---------- Task material
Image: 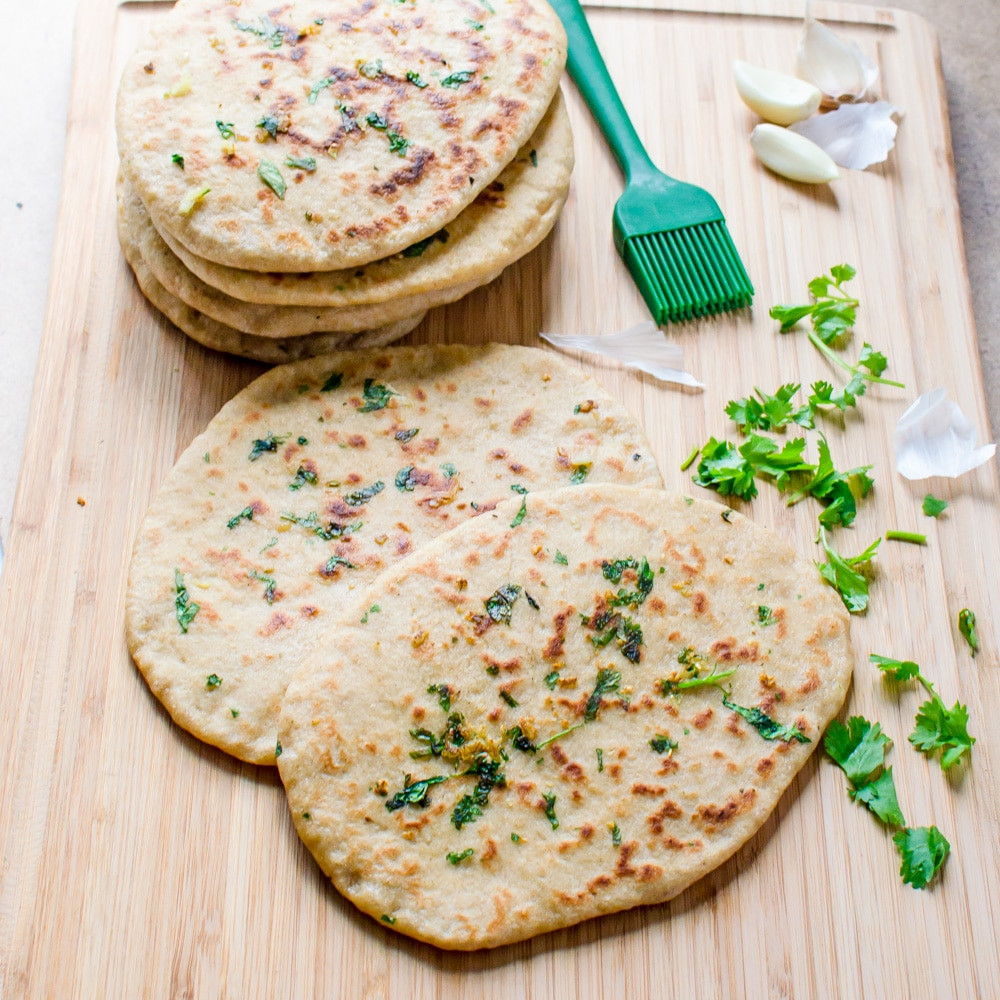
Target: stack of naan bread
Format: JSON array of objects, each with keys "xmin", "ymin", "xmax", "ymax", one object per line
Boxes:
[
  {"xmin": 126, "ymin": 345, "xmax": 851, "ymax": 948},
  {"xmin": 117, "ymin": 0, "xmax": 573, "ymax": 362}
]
--------------------
• [Exercise prompt]
Return every line of the entries above word for word, leaving out the pictures.

• [Correct answer]
Image: 
Target: stack of naan bread
Format: JSON array of objects, each with keys "xmin", "ymin", "xmax", "ymax", one object per line
Boxes:
[
  {"xmin": 126, "ymin": 345, "xmax": 851, "ymax": 948},
  {"xmin": 117, "ymin": 0, "xmax": 573, "ymax": 362}
]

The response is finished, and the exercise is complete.